Problem details >>
Return every line of the material below unchanged, omitting any picture.

Extracted records >>
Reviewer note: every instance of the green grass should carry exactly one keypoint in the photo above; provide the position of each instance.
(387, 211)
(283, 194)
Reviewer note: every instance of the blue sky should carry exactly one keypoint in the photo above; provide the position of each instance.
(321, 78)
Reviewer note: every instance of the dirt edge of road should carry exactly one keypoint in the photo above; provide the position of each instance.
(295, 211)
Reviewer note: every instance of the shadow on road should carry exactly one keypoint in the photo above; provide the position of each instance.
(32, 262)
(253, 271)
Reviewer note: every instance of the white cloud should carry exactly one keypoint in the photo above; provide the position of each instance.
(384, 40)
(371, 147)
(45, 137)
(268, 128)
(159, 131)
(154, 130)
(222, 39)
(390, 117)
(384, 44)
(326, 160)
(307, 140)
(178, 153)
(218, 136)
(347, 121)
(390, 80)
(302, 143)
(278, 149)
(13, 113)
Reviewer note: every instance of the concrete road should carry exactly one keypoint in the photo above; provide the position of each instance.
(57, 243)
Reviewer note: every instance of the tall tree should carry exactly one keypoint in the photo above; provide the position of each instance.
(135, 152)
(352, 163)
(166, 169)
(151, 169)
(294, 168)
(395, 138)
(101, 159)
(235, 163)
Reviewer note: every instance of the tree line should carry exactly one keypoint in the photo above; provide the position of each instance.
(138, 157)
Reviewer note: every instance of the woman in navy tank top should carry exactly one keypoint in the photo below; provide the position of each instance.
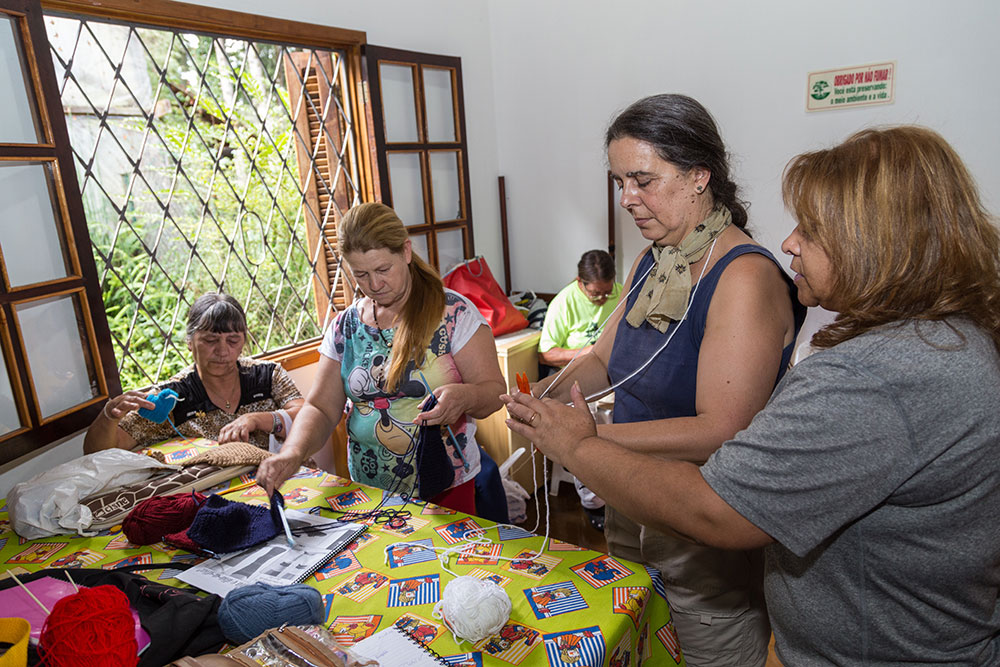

Written answer >>
Reviewer note: every instance of the green grass should carry exactly one keypoint in the photo above; provide the position of each instance.
(387, 211)
(283, 194)
Reviewer note: every instance of the blue sky should carry exactly one keypoint in the photo above; provide the position of each instance.
(321, 78)
Reviewer note: every instance of the dirt edge of road should carry exactly one keypoint in the photo above; provide the position of each instance.
(295, 211)
Reviewer note: every instance of the shadow on road should carry exactly one keypoint in the photo above; provide the position of each instance.
(32, 262)
(253, 271)
Reviewer note: every instance of the white cloud should carry exactly one keypoint in the photo above; provide the position of each instance.
(384, 40)
(371, 147)
(45, 137)
(268, 128)
(159, 131)
(154, 130)
(222, 39)
(390, 117)
(384, 44)
(326, 160)
(307, 140)
(178, 153)
(218, 136)
(347, 121)
(390, 80)
(302, 143)
(278, 149)
(13, 113)
Reviewer note: every instance of the concrete road should carry exactly one keypoint in the photo above; provide the position of each instance.
(57, 243)
Reviewer note: every instance of the tall tree should carry exactly one keypoint in the photo above; provide the position of each instance.
(135, 152)
(352, 163)
(166, 169)
(151, 169)
(294, 168)
(395, 138)
(101, 159)
(235, 163)
Reviewer note: every instance of the tree line should carry exactly one keypoint in the photo above; provide the position of each instance.
(138, 157)
Reviewer note: every instance of the woman in navy tank top should carry exactly one keypoint in the photo below; provide the position of each instance.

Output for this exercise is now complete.